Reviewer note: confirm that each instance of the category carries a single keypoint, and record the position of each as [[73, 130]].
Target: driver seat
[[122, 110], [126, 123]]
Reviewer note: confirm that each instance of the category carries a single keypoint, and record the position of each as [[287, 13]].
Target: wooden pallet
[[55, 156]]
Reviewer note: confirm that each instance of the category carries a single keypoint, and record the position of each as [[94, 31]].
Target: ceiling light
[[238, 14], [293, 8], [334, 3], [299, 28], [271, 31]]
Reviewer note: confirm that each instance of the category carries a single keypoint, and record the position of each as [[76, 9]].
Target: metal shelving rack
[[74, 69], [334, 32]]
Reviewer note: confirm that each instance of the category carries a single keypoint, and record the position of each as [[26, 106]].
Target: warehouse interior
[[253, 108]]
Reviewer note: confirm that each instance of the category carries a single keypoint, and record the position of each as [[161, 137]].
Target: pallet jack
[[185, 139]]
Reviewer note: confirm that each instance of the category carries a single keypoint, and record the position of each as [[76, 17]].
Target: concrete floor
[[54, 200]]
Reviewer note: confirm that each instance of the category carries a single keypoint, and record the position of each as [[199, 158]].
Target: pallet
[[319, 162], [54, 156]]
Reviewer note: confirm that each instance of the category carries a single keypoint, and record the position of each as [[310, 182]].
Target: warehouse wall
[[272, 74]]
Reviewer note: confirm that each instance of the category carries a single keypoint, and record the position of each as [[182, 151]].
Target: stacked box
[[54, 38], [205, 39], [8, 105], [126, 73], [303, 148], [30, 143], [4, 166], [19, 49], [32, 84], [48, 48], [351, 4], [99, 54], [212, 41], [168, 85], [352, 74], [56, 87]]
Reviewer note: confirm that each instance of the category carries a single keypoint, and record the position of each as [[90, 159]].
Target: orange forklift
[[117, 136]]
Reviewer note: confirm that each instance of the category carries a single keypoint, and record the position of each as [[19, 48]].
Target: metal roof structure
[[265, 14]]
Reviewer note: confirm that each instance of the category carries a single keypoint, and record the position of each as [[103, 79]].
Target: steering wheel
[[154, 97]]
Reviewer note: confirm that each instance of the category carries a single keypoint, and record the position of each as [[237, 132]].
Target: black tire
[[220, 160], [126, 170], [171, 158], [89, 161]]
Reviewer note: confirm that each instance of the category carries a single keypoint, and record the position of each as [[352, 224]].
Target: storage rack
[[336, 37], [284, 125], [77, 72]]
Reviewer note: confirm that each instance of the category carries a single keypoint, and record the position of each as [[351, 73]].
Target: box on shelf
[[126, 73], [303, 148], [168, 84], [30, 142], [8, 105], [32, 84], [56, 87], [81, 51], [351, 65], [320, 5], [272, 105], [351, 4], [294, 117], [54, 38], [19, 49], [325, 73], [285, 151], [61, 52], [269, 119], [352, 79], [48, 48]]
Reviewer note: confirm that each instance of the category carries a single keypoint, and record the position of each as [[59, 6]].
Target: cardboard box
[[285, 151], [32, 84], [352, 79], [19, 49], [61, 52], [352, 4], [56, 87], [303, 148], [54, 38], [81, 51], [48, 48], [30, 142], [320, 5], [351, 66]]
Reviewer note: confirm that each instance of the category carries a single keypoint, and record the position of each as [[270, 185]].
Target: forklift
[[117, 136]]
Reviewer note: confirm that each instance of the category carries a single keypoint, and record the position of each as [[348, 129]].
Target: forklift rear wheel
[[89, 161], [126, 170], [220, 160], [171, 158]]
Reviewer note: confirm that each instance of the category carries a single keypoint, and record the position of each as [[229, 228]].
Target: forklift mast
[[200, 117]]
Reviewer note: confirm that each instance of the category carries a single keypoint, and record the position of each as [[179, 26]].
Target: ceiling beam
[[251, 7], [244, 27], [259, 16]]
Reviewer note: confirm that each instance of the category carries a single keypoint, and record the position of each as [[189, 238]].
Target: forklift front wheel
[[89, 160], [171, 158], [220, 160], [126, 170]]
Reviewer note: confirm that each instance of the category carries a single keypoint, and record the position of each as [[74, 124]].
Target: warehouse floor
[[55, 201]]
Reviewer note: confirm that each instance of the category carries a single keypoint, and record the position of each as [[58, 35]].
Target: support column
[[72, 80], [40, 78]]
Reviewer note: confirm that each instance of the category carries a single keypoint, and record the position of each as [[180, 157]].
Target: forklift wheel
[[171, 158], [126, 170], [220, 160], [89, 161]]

***

(Set exercise): Every entry above should be retyped exactly as shown.

(Completed exercise):
Reviewer note: confirm that each instance of the category carries a single keypoint, and record the position of each as [[73, 130]].
Target: driver seat
[[122, 110], [126, 123]]
Reviewer note: confirm that each instance of the category carries a single keypoint, and record the position of each as [[287, 13]].
Target: wooden pallet
[[55, 156]]
Reviewer note: confirm that each instance of the category carries a single keypoint, and record the position of each as [[94, 31]].
Target: ceiling light
[[238, 14], [293, 8], [334, 3], [299, 28], [271, 31]]
Reviewer note: confirm that each instance of the category carries a single keypoint, and record the position of each as [[76, 9]].
Target: metal shelving rack
[[74, 69], [334, 32]]
Reviewer note: confirm that each instance of the category carries a single keypoint, and record the position of each as [[26, 106]].
Target: warehouse interior
[[253, 108]]
Reviewer note: confirm that each instance of the category carries a single keypoint, and record the position of each as [[161, 137]].
Target: pallet jack
[[185, 139]]
Reviewer note: confirm that each instance of the category carries a single keypoint, and record the position of each as [[76, 17]].
Target: concrete floor
[[54, 200]]
Reviewer note: confirm that each instance of the category carries a single keypoint, and record the position of each as [[199, 158]].
Target: pallet
[[319, 162], [54, 156]]
Reviewer note: confirm that each instance of the category carries a single keypoint, and record the position of each as [[310, 182]].
Target: warehouse wall
[[272, 74]]
Reviewer note: confirm that each instance of the category carries a single keypoint, and record the position of each as [[182, 151]].
Target: stacked box
[[54, 38], [205, 39], [8, 105], [126, 73], [303, 148], [30, 143], [4, 166], [19, 49], [32, 84], [48, 48], [351, 4], [99, 54], [212, 41], [168, 85], [352, 74], [56, 87]]
Reviewer note: confirm that each instance of the category carries a single keypoint, and record the position of each as [[90, 159]].
Target: orange forklift
[[117, 136]]
Reviewer note: confirm that each instance of the category carries a single keypoint, and record the position of each as [[19, 48]].
Target: metal roof structure
[[265, 14]]
Reviewer note: confirm that each instance of the category carries a single keypoint, and record the position of each as [[103, 79]].
Target: steering wheel
[[154, 97]]
Reviewer note: confirm that each instance of the category carries a single keypoint, and record the position of each as [[237, 132]].
Target: black tire
[[220, 160], [126, 170], [171, 158], [89, 161]]
Reviewer note: confirm that each instance of the category carries a single keypoint, and record the position of each as [[352, 224]].
Target: storage rack
[[336, 37], [284, 125], [77, 72]]
Reviewer note: confirm that each instance of the category carries a single keypoint, and record the position of each as [[351, 73]].
Target: box on shelf
[[126, 73], [303, 148], [168, 84], [30, 142], [8, 105], [32, 84], [56, 87], [81, 51], [351, 65], [320, 5], [272, 105], [351, 4], [294, 117], [54, 38], [19, 49], [325, 73], [285, 151], [61, 52], [269, 119], [352, 79], [48, 48]]
Reviewer note: confirm that each instance of the category carries a single keypoint, and record the position of each as [[59, 6]].
Target: cardboard box
[[285, 151], [32, 84], [352, 79], [19, 49], [61, 52], [352, 4], [56, 87], [303, 148], [54, 38], [81, 51], [48, 48], [30, 142], [320, 5], [351, 66]]
Reviewer note: confirm that each instance of the category carries a single keypoint, and record the position of each as [[270, 185]].
Target: forklift
[[117, 136]]
Reviewer note: confirm that each instance of the category carries a single keypoint, and record the position of each as [[348, 129]].
Target: forklift rear wheel
[[89, 161], [126, 170], [220, 160], [171, 158]]
Reviewer note: confirm that each instance of the category carries a single keypoint, and record the position of each as [[229, 228]].
Target: forklift mast
[[200, 117]]
Reviewer note: confirm that each instance of the category carries a single keypoint, and record the position of each as [[179, 26]].
Target: ceiling beam
[[251, 7], [244, 27], [259, 16]]
Reviewer note: confirm that each instance of the category carries a single keypoint, and record the position of each as [[189, 238]].
Target: forklift front wheel
[[89, 160], [171, 158], [220, 160], [126, 170]]
Reviewer note: confirm that each instance of the category carries a single keypoint, and record the position of each as [[74, 124]].
Target: warehouse floor
[[55, 201]]
Reviewer note: confirm that each instance of the category carries a single keypoint, and record the position of each as [[58, 35]].
Target: support column
[[72, 80], [40, 78]]
Reviewer note: confirm that each instance of the category carries a single keypoint, and record the position of each as [[180, 157]].
Target: forklift wheel
[[171, 158], [126, 170], [220, 160], [89, 161]]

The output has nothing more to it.